* START Data for this exercise *

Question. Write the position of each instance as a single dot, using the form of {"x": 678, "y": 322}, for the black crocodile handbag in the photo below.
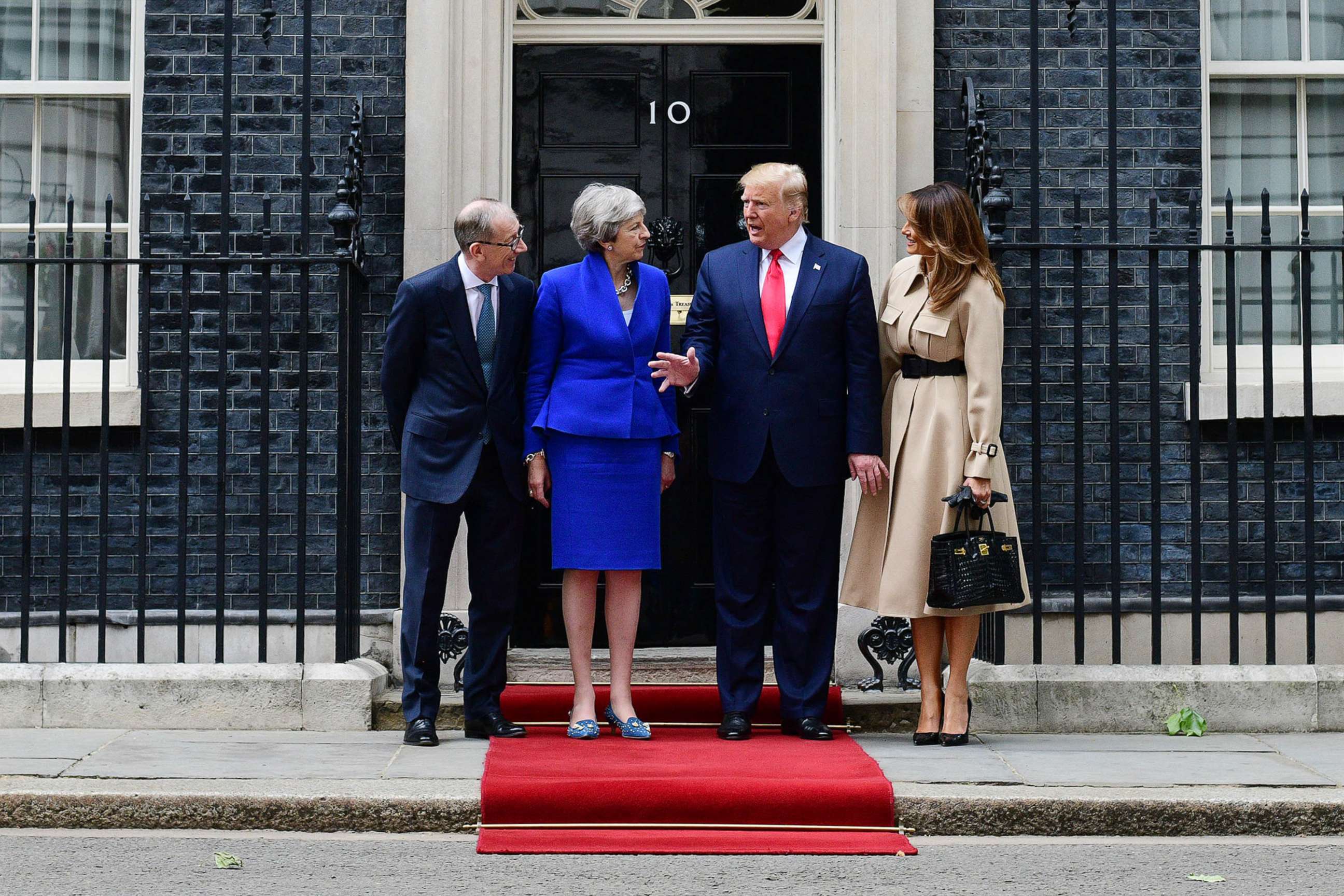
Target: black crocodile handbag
{"x": 973, "y": 567}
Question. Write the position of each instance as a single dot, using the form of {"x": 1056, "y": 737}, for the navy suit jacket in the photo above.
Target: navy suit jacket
{"x": 589, "y": 371}
{"x": 435, "y": 389}
{"x": 819, "y": 398}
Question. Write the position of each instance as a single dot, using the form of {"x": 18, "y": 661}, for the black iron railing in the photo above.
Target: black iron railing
{"x": 174, "y": 383}
{"x": 155, "y": 301}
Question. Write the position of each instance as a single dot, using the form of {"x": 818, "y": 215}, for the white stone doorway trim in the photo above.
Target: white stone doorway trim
{"x": 877, "y": 55}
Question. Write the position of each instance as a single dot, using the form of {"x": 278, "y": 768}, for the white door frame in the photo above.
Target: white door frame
{"x": 695, "y": 31}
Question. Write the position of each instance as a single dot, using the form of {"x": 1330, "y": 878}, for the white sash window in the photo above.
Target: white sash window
{"x": 1275, "y": 104}
{"x": 69, "y": 83}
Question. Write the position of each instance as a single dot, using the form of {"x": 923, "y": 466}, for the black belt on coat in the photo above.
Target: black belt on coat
{"x": 914, "y": 367}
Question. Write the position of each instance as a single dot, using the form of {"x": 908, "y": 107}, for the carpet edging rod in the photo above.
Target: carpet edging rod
{"x": 604, "y": 825}
{"x": 634, "y": 684}
{"x": 689, "y": 724}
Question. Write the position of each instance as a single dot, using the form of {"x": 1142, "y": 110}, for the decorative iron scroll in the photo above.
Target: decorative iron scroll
{"x": 350, "y": 192}
{"x": 666, "y": 238}
{"x": 984, "y": 176}
{"x": 267, "y": 14}
{"x": 452, "y": 642}
{"x": 894, "y": 642}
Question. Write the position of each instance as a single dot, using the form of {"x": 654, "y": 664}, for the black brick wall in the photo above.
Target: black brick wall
{"x": 358, "y": 47}
{"x": 1159, "y": 139}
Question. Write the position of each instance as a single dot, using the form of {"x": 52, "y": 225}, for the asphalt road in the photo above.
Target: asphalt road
{"x": 81, "y": 863}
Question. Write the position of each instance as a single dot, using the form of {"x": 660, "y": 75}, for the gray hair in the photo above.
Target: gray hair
{"x": 478, "y": 219}
{"x": 600, "y": 212}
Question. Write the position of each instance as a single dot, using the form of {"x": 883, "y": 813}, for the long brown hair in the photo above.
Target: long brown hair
{"x": 944, "y": 217}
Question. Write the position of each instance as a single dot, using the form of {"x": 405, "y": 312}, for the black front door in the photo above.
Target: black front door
{"x": 678, "y": 125}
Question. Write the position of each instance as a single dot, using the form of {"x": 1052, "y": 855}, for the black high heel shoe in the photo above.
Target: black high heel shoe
{"x": 930, "y": 738}
{"x": 964, "y": 738}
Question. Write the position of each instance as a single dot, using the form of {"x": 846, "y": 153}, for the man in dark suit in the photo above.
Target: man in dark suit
{"x": 782, "y": 331}
{"x": 455, "y": 366}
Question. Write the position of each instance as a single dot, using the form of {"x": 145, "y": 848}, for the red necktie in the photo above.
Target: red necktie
{"x": 772, "y": 301}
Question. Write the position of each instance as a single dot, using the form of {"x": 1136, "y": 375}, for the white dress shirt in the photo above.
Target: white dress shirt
{"x": 789, "y": 262}
{"x": 473, "y": 293}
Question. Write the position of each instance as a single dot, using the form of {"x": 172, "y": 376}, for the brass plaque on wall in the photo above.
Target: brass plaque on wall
{"x": 680, "y": 305}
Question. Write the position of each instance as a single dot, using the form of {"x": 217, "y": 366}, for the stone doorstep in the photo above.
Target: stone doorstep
{"x": 1068, "y": 699}
{"x": 321, "y": 696}
{"x": 877, "y": 711}
{"x": 929, "y": 809}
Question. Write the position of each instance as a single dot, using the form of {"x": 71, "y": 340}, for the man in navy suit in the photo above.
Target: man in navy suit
{"x": 782, "y": 331}
{"x": 455, "y": 367}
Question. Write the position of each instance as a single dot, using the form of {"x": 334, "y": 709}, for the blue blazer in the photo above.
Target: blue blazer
{"x": 819, "y": 398}
{"x": 435, "y": 389}
{"x": 589, "y": 372}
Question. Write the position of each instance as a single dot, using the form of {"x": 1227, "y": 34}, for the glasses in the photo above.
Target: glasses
{"x": 511, "y": 245}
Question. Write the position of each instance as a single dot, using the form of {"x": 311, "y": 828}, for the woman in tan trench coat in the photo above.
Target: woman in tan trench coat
{"x": 943, "y": 304}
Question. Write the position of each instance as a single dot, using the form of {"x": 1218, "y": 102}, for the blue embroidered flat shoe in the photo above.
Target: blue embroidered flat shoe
{"x": 584, "y": 730}
{"x": 632, "y": 727}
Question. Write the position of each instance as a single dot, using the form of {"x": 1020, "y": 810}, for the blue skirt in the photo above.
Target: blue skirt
{"x": 605, "y": 501}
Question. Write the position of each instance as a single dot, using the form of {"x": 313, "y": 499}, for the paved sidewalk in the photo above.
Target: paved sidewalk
{"x": 370, "y": 781}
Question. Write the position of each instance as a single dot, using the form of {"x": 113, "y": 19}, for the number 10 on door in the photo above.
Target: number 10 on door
{"x": 673, "y": 112}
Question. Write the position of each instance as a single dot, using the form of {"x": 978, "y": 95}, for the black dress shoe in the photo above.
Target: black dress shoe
{"x": 929, "y": 738}
{"x": 492, "y": 724}
{"x": 964, "y": 738}
{"x": 736, "y": 726}
{"x": 808, "y": 729}
{"x": 421, "y": 734}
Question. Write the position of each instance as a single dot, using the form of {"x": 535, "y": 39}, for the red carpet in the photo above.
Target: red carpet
{"x": 680, "y": 777}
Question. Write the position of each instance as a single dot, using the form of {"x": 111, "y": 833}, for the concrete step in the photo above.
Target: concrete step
{"x": 451, "y": 806}
{"x": 877, "y": 711}
{"x": 652, "y": 665}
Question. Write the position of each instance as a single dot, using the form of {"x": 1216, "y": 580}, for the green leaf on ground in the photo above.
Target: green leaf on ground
{"x": 1187, "y": 722}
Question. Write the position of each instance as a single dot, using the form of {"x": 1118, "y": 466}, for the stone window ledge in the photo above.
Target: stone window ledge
{"x": 85, "y": 409}
{"x": 1327, "y": 394}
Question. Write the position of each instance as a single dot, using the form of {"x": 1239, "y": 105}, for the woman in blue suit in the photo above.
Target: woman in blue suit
{"x": 601, "y": 440}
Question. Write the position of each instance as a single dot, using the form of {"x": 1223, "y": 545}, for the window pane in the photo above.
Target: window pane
{"x": 667, "y": 10}
{"x": 1327, "y": 284}
{"x": 1284, "y": 274}
{"x": 759, "y": 8}
{"x": 1254, "y": 140}
{"x": 85, "y": 152}
{"x": 85, "y": 41}
{"x": 1327, "y": 30}
{"x": 12, "y": 292}
{"x": 88, "y": 326}
{"x": 15, "y": 41}
{"x": 1257, "y": 29}
{"x": 1326, "y": 140}
{"x": 15, "y": 159}
{"x": 662, "y": 8}
{"x": 582, "y": 8}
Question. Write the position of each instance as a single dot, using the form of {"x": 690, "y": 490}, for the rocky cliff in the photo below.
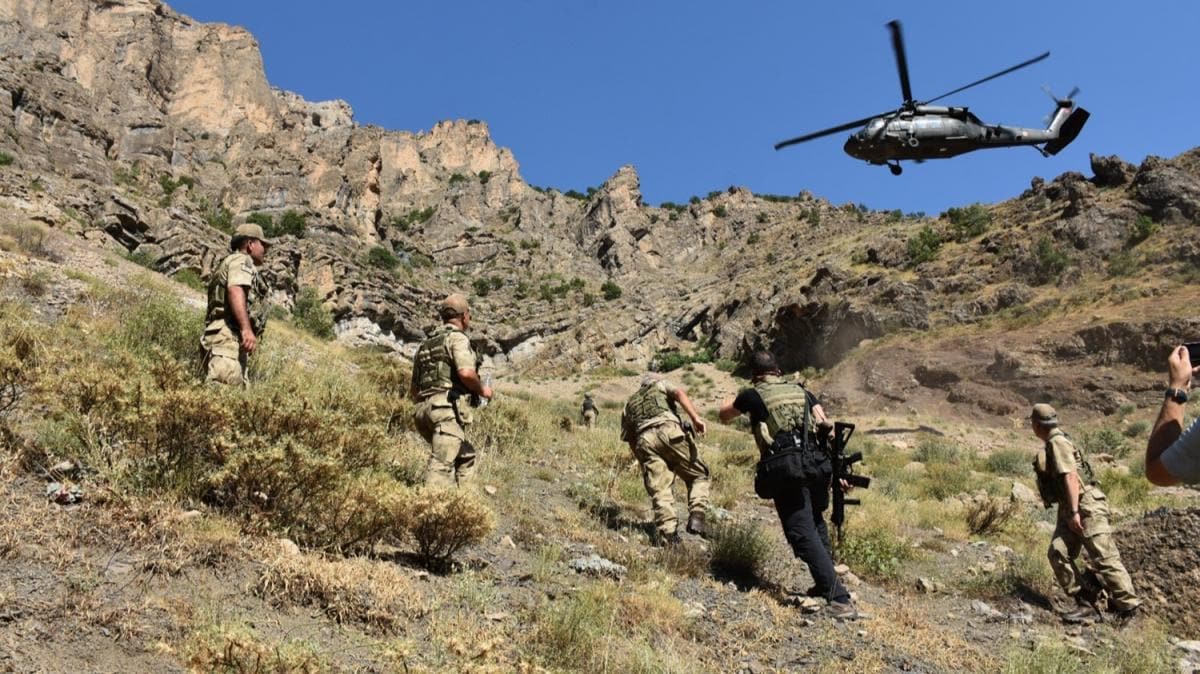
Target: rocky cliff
{"x": 139, "y": 128}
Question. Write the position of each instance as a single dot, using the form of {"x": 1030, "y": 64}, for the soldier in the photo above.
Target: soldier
{"x": 784, "y": 416}
{"x": 588, "y": 411}
{"x": 444, "y": 378}
{"x": 237, "y": 311}
{"x": 1065, "y": 477}
{"x": 664, "y": 449}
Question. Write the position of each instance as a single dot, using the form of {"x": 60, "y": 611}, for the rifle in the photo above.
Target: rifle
{"x": 844, "y": 469}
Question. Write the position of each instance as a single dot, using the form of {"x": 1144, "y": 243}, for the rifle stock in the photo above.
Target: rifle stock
{"x": 844, "y": 471}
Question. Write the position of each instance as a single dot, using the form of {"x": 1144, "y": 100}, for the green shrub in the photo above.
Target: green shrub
{"x": 1009, "y": 462}
{"x": 923, "y": 246}
{"x": 990, "y": 515}
{"x": 874, "y": 553}
{"x": 1140, "y": 229}
{"x": 142, "y": 258}
{"x": 1049, "y": 262}
{"x": 969, "y": 222}
{"x": 1104, "y": 440}
{"x": 382, "y": 258}
{"x": 946, "y": 480}
{"x": 310, "y": 314}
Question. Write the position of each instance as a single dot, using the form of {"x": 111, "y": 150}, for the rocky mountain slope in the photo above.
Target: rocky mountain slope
{"x": 142, "y": 130}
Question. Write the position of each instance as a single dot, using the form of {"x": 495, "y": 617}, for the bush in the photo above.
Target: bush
{"x": 1140, "y": 229}
{"x": 738, "y": 551}
{"x": 1104, "y": 440}
{"x": 1008, "y": 462}
{"x": 923, "y": 246}
{"x": 413, "y": 217}
{"x": 291, "y": 223}
{"x": 989, "y": 515}
{"x": 933, "y": 450}
{"x": 310, "y": 314}
{"x": 382, "y": 258}
{"x": 969, "y": 222}
{"x": 946, "y": 480}
{"x": 874, "y": 553}
{"x": 191, "y": 278}
{"x": 1135, "y": 429}
{"x": 1049, "y": 263}
{"x": 442, "y": 522}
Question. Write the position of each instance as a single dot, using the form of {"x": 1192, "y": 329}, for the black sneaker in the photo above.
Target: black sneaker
{"x": 844, "y": 611}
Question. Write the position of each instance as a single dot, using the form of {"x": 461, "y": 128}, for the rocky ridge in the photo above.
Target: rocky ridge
{"x": 139, "y": 128}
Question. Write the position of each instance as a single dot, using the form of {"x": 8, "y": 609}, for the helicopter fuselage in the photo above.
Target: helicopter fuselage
{"x": 934, "y": 132}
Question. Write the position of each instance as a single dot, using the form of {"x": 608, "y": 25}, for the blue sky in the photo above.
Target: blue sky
{"x": 695, "y": 94}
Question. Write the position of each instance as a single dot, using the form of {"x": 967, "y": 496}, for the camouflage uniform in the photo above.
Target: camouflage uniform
{"x": 225, "y": 360}
{"x": 1059, "y": 458}
{"x": 588, "y": 413}
{"x": 442, "y": 411}
{"x": 663, "y": 450}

* END Data for this exercise *

Return, unchanged, each line from the line containing "slope in the photo above." through the last line of the material.

Question. Write the position of each instance as a single dot, using the form of {"x": 111, "y": 150}, for the rocky mountain slope in the photo above.
Target: rocky mountain slope
{"x": 142, "y": 130}
Question. Write the position of each instance as a single dot, using the form of {"x": 495, "y": 617}, for the bush in the photo above.
Target: bush
{"x": 1140, "y": 229}
{"x": 738, "y": 551}
{"x": 1104, "y": 440}
{"x": 1008, "y": 462}
{"x": 923, "y": 246}
{"x": 413, "y": 217}
{"x": 291, "y": 223}
{"x": 989, "y": 515}
{"x": 933, "y": 450}
{"x": 310, "y": 314}
{"x": 382, "y": 258}
{"x": 969, "y": 222}
{"x": 946, "y": 480}
{"x": 874, "y": 553}
{"x": 191, "y": 278}
{"x": 1135, "y": 429}
{"x": 1049, "y": 263}
{"x": 442, "y": 522}
Question. Write the position of each instance as a single dot, using the form of {"x": 1192, "y": 329}, for the black sneaker in the photo above.
Target: black sneaker
{"x": 844, "y": 611}
Question. Write the position of each instance as a single dot, using the form of {"x": 461, "y": 128}, for the rocky ridge in the photo above.
Target: rocky ridge
{"x": 139, "y": 128}
Question. Write the position of each instance as a single dot, using the form of {"x": 8, "y": 609}, for the helicopter fuselage in the photo above.
Target: helicopter fuselage
{"x": 934, "y": 132}
Question. Write the position of each instance as a single dot, using the form of {"x": 608, "y": 25}, for the blue sky in the photo above.
Target: blue sky
{"x": 695, "y": 94}
Question. Write the position of each instance as a single dot, using the form of {"x": 967, "y": 496}, for the camouflage uniform in the photo above.
Target: camouflage uniform
{"x": 225, "y": 360}
{"x": 1059, "y": 458}
{"x": 588, "y": 413}
{"x": 442, "y": 411}
{"x": 663, "y": 450}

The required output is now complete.